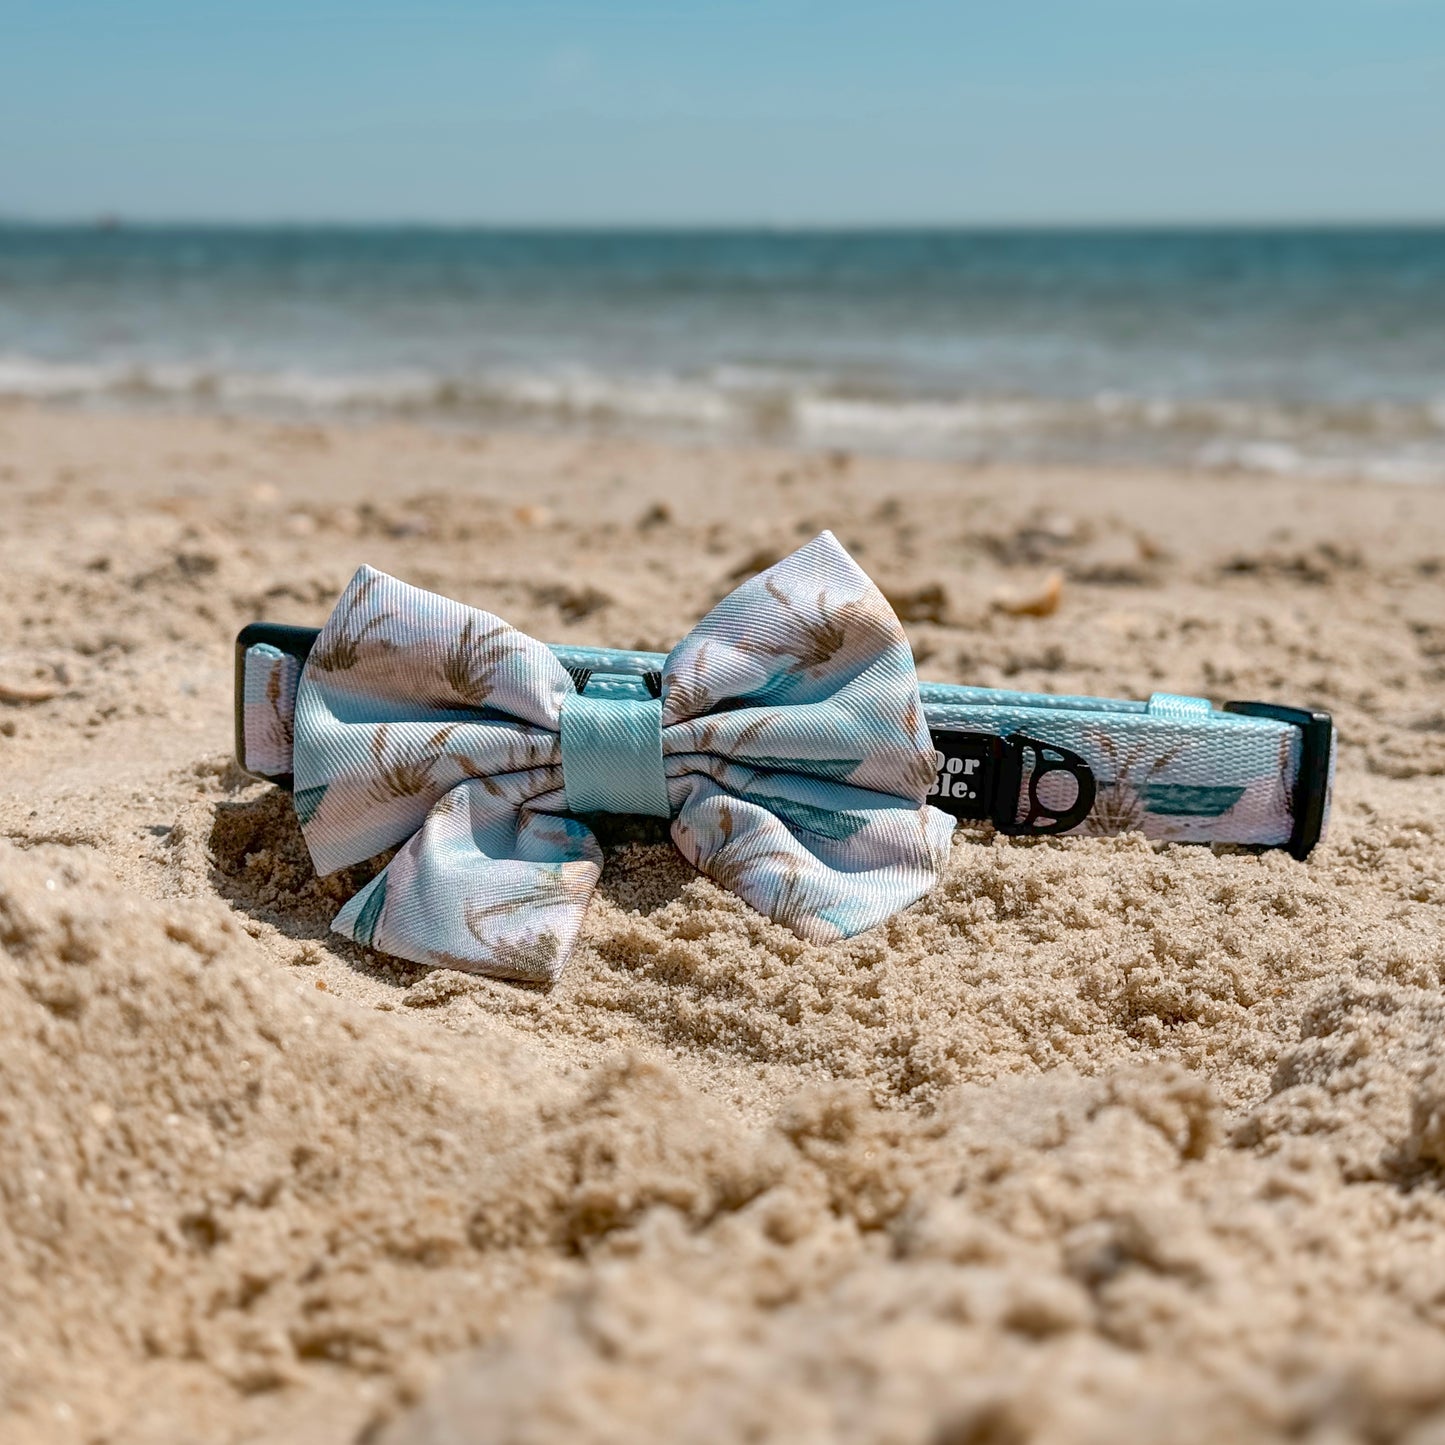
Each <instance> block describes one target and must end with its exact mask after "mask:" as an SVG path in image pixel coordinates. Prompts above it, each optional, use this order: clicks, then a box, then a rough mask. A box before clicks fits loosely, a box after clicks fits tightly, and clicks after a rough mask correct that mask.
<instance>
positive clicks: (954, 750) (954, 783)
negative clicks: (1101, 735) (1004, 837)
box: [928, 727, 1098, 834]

...

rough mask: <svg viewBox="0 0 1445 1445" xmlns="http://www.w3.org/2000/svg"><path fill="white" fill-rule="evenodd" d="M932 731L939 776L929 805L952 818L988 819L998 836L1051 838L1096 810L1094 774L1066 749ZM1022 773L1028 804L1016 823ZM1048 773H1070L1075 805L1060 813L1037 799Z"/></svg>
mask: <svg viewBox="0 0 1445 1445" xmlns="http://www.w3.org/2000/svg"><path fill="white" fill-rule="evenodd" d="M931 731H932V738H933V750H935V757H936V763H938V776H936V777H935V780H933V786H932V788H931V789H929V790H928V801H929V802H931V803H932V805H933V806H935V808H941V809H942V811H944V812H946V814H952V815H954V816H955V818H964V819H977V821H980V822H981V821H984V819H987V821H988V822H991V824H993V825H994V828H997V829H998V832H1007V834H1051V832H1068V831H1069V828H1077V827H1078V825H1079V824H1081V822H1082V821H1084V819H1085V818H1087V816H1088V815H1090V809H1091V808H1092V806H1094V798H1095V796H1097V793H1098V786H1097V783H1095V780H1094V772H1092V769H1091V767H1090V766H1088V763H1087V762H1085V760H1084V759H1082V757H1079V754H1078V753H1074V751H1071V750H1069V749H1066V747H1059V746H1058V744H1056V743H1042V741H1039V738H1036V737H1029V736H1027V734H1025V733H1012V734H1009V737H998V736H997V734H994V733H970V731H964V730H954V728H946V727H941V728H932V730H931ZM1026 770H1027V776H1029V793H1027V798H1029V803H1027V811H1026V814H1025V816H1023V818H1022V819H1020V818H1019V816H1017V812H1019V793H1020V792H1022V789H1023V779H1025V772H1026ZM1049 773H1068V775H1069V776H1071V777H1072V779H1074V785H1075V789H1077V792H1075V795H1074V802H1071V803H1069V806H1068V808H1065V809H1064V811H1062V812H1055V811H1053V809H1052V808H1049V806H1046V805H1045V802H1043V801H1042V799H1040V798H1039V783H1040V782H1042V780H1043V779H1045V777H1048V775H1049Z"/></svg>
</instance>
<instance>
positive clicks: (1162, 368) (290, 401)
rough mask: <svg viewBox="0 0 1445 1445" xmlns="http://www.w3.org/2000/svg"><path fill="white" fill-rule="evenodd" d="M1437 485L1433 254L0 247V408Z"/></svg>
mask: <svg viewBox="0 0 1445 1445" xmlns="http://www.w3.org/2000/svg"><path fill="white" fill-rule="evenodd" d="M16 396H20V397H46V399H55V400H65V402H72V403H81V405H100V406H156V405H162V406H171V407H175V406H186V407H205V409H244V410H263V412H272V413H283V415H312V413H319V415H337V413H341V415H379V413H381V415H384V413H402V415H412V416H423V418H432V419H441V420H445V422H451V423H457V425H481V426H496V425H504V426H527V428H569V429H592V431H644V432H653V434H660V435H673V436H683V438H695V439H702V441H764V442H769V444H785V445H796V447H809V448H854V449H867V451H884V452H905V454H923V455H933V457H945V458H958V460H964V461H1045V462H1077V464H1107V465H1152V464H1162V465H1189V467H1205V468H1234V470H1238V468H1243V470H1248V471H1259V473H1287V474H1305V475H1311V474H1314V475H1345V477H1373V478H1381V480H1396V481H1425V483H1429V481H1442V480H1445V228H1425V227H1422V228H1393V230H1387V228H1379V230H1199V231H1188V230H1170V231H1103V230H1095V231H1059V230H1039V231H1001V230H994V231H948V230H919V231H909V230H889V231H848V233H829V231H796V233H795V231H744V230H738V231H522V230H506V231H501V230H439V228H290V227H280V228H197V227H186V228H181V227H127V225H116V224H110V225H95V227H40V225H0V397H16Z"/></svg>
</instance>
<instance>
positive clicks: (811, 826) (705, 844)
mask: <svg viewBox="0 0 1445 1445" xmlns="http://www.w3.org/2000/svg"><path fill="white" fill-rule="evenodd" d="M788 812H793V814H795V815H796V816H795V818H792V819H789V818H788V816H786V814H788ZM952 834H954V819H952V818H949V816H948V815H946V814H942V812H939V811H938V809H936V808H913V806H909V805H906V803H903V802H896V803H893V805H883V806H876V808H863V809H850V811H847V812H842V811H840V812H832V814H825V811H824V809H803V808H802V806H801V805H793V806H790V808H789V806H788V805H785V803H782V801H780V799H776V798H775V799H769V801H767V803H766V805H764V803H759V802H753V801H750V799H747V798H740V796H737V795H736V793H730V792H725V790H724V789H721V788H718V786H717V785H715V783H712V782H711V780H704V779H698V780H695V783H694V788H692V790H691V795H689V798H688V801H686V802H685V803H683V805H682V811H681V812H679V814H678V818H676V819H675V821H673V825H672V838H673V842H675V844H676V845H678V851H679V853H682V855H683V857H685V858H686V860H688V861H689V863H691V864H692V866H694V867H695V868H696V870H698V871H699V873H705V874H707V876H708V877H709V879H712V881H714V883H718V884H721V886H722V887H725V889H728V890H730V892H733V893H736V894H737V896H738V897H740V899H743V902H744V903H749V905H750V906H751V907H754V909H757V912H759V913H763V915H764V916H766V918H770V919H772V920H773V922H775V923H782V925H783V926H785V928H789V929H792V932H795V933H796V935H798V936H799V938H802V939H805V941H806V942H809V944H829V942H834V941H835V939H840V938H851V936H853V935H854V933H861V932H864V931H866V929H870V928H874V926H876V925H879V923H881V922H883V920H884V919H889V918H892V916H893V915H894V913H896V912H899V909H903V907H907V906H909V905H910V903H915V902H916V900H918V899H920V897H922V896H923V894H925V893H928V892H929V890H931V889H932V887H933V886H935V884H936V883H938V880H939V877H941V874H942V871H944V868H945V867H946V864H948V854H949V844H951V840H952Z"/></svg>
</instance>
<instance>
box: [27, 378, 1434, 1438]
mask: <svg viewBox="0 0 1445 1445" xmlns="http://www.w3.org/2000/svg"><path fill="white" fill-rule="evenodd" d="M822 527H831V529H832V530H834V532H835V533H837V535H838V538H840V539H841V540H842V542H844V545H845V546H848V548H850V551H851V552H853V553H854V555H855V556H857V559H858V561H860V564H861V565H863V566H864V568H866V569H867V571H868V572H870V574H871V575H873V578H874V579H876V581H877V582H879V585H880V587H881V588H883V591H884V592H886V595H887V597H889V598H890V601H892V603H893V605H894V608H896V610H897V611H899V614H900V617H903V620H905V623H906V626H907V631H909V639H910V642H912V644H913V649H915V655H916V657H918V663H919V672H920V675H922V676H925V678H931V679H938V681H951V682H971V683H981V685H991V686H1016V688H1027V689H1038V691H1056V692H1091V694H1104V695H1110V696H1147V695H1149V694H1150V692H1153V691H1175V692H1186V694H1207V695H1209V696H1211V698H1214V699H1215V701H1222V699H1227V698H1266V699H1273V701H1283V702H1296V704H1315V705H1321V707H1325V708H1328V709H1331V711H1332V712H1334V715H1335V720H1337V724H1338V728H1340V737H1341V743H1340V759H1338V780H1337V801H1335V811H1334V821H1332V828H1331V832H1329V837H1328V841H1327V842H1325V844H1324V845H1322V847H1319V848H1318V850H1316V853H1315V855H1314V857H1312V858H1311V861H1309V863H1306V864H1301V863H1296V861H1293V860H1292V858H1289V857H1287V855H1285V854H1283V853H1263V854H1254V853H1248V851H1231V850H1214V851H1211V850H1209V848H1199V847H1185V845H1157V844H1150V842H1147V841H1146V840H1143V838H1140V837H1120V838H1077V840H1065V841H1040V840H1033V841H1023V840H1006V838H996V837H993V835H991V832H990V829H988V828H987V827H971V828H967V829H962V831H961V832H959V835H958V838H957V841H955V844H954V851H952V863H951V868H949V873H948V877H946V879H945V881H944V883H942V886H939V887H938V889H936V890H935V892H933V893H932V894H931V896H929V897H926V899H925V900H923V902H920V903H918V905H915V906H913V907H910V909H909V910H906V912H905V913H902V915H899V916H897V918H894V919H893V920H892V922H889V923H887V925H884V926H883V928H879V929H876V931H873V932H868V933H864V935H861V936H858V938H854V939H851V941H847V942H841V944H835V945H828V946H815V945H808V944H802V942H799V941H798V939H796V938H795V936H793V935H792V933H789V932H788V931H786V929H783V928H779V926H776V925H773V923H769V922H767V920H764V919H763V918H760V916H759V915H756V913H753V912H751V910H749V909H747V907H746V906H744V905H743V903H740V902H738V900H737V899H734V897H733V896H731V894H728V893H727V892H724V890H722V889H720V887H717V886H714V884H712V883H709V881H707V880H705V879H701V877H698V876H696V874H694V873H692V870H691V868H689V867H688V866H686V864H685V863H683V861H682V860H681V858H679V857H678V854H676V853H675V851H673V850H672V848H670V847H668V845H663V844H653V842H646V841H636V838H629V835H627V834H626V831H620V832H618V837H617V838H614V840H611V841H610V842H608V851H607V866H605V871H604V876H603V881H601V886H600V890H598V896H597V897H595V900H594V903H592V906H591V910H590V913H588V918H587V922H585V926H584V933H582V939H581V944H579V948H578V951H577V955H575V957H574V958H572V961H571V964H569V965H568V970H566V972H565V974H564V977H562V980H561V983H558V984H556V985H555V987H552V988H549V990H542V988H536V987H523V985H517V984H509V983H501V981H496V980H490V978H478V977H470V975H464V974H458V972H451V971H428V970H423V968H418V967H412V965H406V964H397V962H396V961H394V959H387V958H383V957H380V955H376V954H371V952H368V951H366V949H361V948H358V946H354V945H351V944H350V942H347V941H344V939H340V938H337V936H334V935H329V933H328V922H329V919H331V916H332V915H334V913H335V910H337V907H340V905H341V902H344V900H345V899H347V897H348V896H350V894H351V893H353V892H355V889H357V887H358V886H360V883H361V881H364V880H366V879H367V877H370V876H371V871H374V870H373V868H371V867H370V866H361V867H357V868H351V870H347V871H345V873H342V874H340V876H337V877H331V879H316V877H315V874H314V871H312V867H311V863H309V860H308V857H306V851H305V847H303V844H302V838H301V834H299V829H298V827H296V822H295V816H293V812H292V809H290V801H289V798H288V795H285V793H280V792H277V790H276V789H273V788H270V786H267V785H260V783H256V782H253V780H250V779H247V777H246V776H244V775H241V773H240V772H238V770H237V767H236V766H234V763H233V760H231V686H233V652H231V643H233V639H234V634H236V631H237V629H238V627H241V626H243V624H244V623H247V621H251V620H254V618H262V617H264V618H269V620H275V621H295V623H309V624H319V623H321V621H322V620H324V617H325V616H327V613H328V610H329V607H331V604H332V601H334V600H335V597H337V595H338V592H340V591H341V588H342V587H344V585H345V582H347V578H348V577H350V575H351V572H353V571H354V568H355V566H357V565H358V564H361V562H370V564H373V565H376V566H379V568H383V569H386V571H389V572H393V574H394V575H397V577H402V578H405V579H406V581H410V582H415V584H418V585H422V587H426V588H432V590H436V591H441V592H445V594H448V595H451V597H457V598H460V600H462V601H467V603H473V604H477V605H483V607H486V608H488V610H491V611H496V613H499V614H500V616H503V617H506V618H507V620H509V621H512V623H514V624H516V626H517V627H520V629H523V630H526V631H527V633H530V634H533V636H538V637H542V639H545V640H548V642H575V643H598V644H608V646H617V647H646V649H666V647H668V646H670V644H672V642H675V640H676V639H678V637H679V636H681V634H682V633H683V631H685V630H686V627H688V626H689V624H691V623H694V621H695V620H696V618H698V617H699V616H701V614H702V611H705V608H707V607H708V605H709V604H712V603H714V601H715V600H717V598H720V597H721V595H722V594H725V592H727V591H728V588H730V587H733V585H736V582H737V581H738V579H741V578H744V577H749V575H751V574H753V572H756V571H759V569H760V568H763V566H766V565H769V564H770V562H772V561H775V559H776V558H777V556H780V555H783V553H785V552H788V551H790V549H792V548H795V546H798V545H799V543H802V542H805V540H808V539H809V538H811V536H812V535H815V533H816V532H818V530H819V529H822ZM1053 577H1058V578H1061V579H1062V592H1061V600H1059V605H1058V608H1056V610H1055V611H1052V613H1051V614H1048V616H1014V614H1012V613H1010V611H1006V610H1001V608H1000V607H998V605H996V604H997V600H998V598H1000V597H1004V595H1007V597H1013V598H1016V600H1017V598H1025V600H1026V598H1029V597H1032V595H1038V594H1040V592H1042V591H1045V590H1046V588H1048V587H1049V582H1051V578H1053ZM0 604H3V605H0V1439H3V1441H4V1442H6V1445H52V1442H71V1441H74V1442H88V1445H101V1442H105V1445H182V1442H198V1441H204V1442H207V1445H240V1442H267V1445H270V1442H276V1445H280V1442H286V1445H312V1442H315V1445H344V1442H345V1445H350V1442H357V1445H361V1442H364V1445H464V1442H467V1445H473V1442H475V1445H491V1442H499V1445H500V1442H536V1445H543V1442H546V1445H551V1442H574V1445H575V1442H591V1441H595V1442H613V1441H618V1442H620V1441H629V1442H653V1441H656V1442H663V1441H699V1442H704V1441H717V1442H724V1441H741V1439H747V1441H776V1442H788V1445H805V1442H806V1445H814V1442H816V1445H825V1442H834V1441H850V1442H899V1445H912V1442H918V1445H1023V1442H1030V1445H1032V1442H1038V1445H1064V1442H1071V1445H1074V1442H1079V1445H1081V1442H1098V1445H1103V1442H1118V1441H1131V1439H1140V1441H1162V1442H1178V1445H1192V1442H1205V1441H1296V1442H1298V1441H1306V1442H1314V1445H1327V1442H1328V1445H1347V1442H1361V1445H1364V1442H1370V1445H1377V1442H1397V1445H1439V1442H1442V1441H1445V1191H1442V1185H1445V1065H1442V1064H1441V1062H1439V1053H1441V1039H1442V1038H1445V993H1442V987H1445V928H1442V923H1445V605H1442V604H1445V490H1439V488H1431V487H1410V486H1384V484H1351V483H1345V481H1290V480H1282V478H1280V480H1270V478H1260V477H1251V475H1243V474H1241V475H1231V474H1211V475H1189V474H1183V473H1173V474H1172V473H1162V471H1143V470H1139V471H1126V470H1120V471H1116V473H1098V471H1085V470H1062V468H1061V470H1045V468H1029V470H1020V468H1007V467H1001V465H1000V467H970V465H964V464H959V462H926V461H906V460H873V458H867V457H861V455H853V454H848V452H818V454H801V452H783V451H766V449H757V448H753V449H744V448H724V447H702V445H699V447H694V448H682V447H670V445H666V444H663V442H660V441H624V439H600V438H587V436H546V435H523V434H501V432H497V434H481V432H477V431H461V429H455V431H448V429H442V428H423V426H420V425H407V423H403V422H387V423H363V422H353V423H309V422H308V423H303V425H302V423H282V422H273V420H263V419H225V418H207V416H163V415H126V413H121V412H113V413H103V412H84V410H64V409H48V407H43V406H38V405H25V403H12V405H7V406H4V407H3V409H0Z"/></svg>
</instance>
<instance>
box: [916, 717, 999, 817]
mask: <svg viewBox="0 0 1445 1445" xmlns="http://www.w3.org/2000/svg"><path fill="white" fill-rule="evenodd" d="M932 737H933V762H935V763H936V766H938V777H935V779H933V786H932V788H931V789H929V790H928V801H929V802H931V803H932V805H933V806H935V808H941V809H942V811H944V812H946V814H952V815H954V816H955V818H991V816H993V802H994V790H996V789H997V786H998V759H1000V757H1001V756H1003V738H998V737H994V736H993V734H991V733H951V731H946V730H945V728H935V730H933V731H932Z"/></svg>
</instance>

ASSIGNMENT →
Pull out every line of the records that contains the string "positive", matching case exactly.

REPLY →
positive clicks: (954, 750) (954, 783)
positive clicks: (1162, 368) (290, 401)
positive clicks: (811, 826) (705, 844)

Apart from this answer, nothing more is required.